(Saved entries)
☆ ☆ ☆ ☆ ☆
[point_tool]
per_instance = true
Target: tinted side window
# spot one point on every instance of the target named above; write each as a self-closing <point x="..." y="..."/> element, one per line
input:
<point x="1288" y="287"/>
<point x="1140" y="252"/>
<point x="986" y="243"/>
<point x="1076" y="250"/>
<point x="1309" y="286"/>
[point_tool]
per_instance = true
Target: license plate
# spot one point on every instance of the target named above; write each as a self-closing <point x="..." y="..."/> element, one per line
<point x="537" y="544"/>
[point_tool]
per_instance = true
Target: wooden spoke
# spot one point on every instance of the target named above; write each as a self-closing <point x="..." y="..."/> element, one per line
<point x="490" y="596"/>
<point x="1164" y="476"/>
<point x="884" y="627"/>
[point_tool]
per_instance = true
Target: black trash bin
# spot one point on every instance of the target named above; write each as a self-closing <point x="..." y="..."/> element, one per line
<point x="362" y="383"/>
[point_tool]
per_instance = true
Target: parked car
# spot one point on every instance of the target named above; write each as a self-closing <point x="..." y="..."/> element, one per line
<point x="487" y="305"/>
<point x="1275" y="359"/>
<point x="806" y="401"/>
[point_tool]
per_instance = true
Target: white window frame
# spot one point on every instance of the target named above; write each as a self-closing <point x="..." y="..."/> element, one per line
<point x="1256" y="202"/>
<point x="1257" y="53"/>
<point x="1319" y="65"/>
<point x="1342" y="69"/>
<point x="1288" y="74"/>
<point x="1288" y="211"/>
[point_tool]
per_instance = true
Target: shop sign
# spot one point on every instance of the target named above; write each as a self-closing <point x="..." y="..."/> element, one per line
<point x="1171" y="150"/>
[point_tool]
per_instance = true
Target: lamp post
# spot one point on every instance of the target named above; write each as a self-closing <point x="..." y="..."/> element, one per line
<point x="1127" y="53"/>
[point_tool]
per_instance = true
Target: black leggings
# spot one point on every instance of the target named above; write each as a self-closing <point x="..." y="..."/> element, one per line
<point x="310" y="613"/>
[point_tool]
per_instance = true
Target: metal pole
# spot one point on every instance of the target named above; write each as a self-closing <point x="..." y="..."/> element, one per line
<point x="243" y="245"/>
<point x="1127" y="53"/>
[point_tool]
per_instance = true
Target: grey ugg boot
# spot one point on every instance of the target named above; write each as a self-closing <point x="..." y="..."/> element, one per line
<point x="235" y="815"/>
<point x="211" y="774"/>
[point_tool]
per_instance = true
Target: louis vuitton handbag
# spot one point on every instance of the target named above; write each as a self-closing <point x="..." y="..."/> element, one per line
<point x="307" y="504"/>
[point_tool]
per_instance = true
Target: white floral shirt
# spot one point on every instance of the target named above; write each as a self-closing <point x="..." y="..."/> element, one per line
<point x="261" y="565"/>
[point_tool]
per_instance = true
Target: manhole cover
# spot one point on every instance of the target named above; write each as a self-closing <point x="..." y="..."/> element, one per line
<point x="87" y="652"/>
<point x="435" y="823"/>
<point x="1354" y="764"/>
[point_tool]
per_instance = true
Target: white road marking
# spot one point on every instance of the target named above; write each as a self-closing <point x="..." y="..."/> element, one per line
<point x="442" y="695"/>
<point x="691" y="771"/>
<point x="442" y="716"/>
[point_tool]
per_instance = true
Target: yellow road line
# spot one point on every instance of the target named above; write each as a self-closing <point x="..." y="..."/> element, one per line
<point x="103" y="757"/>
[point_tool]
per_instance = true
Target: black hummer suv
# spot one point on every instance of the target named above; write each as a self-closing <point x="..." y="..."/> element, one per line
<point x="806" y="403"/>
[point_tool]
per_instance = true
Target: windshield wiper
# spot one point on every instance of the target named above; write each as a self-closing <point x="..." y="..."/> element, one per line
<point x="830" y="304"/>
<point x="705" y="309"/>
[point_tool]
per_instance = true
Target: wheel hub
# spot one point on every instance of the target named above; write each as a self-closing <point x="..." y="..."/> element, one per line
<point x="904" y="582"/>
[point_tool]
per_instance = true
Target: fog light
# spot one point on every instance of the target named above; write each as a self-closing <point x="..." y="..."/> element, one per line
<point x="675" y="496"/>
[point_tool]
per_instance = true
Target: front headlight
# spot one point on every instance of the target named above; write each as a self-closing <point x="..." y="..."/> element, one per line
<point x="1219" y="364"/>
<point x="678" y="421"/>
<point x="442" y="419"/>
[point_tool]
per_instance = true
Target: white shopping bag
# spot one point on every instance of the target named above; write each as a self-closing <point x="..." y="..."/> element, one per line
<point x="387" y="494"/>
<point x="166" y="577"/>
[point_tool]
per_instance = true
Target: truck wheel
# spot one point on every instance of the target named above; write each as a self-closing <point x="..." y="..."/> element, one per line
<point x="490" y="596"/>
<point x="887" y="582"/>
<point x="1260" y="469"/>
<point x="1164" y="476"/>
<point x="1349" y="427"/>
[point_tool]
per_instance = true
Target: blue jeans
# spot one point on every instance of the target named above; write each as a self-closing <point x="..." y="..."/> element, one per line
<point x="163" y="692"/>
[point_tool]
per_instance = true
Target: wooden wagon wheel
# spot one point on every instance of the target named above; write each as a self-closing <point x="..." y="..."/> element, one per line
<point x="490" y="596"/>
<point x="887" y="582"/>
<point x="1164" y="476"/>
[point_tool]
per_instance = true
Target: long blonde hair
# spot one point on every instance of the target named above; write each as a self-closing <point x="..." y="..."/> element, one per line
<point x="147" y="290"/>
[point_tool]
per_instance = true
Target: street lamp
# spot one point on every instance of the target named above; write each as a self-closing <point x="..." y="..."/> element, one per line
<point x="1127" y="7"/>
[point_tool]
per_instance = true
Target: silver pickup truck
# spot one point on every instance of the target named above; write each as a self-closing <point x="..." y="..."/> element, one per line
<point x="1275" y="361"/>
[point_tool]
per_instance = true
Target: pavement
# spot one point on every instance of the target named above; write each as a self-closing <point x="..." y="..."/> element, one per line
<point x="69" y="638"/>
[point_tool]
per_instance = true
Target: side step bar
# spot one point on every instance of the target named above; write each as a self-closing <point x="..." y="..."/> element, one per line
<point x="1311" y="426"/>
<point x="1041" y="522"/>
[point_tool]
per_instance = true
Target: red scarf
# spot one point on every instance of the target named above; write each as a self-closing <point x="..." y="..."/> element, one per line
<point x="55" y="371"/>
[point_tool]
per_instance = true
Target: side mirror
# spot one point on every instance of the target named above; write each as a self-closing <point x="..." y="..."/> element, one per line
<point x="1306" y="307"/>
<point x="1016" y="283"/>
☆ ☆ ☆ ☆ ☆
§ **GOAL OF THE EXERCISE**:
Could you restate word for word the lines above, from the one that contains "Target: truck wheel" through the one that contains "Target: wooden wagon wheel", and no others?

§ **WORKED SOLUTION**:
Target: truck wheel
# spot one point on every instance of the target named above; write each as a self-closing <point x="..." y="..."/> element, one per line
<point x="490" y="596"/>
<point x="887" y="582"/>
<point x="1260" y="469"/>
<point x="1164" y="476"/>
<point x="1349" y="427"/>
[point_tool]
per_instance = true
Target: blue jeans
# spot one point on every instance of the target named above; write each as a self-closing <point x="..." y="..."/> element, one per line
<point x="163" y="692"/>
[point_tool]
per_instance = true
Target: wooden wagon wheel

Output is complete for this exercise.